Segment Start: RECORDS FOR THE EXERCISE

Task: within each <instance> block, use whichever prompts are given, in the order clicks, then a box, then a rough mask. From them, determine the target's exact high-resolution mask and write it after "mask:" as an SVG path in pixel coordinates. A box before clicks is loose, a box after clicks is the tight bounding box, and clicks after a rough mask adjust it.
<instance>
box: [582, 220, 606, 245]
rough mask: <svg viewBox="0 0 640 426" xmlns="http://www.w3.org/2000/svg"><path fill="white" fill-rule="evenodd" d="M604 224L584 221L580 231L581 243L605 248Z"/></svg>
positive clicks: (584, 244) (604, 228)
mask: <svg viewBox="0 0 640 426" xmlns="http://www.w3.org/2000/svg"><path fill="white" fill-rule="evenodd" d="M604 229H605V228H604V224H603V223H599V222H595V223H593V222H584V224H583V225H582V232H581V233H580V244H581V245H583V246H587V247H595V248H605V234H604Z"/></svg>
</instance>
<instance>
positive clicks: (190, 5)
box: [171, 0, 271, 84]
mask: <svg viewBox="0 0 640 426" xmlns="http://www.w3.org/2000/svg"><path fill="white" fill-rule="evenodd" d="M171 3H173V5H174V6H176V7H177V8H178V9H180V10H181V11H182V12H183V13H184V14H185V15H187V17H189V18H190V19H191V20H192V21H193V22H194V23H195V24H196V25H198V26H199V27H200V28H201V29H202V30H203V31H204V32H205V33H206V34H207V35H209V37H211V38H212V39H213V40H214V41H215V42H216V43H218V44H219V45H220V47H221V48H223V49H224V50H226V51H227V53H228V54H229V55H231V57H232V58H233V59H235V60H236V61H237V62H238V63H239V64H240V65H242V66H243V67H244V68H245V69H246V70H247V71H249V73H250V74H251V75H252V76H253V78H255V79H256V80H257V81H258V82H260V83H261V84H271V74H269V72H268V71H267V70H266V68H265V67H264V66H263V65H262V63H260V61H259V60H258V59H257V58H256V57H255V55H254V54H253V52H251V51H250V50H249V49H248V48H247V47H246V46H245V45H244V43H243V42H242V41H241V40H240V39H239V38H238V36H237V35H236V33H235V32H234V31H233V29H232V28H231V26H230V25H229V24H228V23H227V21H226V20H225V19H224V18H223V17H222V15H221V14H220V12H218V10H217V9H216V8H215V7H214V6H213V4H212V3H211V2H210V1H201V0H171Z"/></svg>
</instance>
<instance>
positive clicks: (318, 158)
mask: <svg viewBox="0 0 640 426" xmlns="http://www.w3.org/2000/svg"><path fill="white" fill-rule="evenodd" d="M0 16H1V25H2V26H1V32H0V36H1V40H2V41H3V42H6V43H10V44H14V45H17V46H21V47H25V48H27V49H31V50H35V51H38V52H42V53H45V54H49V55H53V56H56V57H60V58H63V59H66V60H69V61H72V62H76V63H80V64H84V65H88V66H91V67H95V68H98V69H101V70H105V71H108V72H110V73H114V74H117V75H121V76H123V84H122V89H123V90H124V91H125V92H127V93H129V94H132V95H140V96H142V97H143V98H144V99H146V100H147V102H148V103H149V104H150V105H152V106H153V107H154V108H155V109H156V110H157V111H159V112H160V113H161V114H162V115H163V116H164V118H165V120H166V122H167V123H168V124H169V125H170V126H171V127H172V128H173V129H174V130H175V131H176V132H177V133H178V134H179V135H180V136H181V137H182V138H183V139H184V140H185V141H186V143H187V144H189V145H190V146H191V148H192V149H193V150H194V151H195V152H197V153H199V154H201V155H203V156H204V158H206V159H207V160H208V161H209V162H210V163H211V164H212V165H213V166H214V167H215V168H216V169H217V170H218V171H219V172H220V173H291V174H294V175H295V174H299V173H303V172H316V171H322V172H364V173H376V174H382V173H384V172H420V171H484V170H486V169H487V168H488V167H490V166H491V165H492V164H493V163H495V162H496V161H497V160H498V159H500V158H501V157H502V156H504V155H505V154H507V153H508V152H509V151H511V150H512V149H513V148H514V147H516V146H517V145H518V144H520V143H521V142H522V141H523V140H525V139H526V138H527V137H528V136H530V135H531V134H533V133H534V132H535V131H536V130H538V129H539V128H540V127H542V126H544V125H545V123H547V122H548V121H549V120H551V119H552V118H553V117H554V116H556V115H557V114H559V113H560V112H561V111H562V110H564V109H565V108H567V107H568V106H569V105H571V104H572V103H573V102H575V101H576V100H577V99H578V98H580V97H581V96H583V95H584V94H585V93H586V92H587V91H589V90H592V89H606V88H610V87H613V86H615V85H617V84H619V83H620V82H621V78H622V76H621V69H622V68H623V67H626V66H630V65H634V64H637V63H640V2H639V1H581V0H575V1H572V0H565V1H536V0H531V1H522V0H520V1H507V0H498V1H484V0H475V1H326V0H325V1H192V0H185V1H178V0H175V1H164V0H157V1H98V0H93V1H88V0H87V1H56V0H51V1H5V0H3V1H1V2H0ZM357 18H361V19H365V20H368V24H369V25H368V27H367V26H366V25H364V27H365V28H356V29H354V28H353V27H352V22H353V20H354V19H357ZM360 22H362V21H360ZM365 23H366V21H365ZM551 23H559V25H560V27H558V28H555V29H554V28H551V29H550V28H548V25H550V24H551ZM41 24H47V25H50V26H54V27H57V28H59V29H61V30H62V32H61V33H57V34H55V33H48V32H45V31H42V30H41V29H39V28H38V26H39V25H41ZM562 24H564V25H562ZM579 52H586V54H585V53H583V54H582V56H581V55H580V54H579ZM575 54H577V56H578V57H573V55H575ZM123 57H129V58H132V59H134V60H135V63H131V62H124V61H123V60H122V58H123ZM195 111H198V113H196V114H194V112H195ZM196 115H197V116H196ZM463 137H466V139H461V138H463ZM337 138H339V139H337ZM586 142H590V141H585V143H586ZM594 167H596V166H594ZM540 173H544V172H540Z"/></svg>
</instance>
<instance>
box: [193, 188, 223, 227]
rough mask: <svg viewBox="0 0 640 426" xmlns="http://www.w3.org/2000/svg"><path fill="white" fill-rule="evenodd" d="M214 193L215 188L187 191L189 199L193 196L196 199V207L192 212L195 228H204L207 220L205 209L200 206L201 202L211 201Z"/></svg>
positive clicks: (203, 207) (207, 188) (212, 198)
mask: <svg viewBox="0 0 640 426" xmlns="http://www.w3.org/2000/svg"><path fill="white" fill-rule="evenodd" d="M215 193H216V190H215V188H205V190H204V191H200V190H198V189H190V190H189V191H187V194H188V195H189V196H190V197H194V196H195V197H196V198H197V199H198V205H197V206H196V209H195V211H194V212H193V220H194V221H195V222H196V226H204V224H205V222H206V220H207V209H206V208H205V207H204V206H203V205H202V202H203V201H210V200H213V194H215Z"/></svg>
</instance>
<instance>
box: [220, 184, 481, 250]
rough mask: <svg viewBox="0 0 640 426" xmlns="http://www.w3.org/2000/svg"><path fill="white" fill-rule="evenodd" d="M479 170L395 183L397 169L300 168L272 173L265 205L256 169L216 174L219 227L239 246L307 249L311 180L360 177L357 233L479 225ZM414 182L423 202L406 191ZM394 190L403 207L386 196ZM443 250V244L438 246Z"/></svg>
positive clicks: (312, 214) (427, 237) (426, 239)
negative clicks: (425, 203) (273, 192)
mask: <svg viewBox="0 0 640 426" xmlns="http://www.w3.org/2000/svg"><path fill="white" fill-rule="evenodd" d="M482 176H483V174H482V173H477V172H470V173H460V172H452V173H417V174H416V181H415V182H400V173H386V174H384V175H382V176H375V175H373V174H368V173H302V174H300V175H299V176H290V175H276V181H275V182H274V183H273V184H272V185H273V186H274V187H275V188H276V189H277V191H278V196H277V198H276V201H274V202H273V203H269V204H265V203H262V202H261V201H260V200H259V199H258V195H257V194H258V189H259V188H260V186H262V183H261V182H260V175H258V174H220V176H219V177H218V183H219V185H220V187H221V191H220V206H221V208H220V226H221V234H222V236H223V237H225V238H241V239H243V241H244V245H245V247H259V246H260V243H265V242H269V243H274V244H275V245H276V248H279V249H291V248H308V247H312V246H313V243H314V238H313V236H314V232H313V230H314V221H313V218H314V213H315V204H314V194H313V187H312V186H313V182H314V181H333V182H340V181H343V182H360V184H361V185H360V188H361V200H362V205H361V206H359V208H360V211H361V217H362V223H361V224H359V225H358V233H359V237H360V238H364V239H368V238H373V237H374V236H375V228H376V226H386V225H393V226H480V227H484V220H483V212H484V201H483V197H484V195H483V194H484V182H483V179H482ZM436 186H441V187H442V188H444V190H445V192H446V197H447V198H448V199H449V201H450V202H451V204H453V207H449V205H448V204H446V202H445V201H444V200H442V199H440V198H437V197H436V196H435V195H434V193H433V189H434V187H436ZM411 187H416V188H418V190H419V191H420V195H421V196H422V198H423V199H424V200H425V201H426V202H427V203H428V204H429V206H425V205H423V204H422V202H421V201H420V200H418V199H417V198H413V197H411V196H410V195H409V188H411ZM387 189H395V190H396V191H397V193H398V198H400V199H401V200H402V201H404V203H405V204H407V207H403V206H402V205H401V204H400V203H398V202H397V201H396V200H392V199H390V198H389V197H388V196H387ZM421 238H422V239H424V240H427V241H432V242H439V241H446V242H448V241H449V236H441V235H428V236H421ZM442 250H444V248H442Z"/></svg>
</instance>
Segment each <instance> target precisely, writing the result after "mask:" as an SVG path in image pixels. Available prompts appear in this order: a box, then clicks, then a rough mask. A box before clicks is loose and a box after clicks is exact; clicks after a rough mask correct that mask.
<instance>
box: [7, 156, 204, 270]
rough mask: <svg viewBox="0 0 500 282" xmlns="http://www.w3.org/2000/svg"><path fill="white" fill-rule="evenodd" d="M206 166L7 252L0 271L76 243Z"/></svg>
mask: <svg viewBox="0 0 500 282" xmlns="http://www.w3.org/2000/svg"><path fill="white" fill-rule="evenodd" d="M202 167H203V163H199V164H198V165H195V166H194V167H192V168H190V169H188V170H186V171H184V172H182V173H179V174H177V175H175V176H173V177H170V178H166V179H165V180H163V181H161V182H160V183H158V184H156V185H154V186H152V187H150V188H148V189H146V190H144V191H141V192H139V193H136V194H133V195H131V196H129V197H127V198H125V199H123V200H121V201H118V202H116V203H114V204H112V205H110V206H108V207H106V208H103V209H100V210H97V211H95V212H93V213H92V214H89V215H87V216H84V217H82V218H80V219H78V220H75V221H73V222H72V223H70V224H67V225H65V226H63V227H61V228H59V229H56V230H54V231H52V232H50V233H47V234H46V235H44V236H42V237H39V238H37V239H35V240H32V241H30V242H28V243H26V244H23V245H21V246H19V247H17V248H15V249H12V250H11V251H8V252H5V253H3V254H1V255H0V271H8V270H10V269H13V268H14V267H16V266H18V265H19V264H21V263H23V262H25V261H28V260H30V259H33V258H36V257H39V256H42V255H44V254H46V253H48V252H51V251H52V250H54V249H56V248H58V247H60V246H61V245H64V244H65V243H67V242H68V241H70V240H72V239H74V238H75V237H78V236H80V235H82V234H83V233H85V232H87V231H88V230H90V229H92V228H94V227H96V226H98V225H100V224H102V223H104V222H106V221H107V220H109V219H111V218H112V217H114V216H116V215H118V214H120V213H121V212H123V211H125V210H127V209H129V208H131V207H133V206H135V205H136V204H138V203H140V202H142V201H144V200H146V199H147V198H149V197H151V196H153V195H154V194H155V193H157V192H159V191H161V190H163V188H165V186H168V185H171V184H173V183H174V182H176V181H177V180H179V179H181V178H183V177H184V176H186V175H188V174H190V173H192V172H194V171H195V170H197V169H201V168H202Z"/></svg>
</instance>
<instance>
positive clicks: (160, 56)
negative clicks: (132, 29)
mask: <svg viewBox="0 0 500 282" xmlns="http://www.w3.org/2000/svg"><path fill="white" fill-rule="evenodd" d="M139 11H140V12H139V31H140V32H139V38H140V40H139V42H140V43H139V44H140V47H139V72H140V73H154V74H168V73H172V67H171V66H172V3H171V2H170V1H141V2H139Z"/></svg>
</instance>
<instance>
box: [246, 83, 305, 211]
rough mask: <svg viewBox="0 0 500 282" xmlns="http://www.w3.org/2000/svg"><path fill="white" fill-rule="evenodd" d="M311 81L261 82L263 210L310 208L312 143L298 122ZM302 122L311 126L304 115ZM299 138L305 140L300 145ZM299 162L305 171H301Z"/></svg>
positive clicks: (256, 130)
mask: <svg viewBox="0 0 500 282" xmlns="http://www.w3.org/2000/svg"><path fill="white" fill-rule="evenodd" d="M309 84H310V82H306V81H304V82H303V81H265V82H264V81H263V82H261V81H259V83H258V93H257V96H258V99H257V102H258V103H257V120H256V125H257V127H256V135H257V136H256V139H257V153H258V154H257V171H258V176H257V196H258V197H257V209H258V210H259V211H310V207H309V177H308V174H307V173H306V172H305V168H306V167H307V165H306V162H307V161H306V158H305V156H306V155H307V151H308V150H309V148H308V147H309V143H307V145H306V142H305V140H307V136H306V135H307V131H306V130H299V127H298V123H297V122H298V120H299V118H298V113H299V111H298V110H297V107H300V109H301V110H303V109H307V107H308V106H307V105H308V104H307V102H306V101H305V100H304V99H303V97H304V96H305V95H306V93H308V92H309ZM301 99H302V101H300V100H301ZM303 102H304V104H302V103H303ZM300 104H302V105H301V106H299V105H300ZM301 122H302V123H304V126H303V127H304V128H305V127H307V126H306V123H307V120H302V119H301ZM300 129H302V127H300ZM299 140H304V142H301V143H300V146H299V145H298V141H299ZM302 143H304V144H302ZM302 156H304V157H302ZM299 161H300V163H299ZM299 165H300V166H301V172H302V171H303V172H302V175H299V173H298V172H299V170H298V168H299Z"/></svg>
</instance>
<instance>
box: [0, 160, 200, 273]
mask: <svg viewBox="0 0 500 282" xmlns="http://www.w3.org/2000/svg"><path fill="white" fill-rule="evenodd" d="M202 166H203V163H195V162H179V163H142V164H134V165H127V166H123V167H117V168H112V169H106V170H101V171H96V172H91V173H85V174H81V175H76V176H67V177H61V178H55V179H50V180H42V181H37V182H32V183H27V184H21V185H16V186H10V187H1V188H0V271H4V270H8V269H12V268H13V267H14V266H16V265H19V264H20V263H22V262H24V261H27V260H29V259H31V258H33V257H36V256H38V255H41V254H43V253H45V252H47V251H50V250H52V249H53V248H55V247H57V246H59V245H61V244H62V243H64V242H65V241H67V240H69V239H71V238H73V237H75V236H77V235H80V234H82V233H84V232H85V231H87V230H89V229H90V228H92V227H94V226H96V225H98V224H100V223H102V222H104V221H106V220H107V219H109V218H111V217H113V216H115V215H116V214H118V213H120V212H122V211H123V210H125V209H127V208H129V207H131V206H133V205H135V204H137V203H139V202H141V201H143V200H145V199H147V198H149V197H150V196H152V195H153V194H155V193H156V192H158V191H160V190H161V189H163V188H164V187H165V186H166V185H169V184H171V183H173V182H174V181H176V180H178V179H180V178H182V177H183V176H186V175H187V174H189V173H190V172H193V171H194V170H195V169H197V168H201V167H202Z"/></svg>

Segment End: RECORDS FOR THE EXERCISE

**WHAT YOU WILL DO**. Report the lines above that have the word "after" in them.

**SOLUTION TO THIS PROBLEM**.
Task: within each <instance> block, use whichever prompts are given, in the order clicks, then a box, then a rough mask. From them, determine the target's exact high-resolution mask and write it after "mask:" as an SVG path in pixel coordinates. A box before clicks is loose, a box after clicks is the tight bounding box, and clicks after a rough mask adjust it.
Segment each <instance> target precisely, writing the result after "mask:" as an SVG path in image pixels. Available prompts appear in this order: a box, then clicks, then a rough mask. A box before clicks is loose and a box after clicks is exact; clicks after a rough mask correct that mask.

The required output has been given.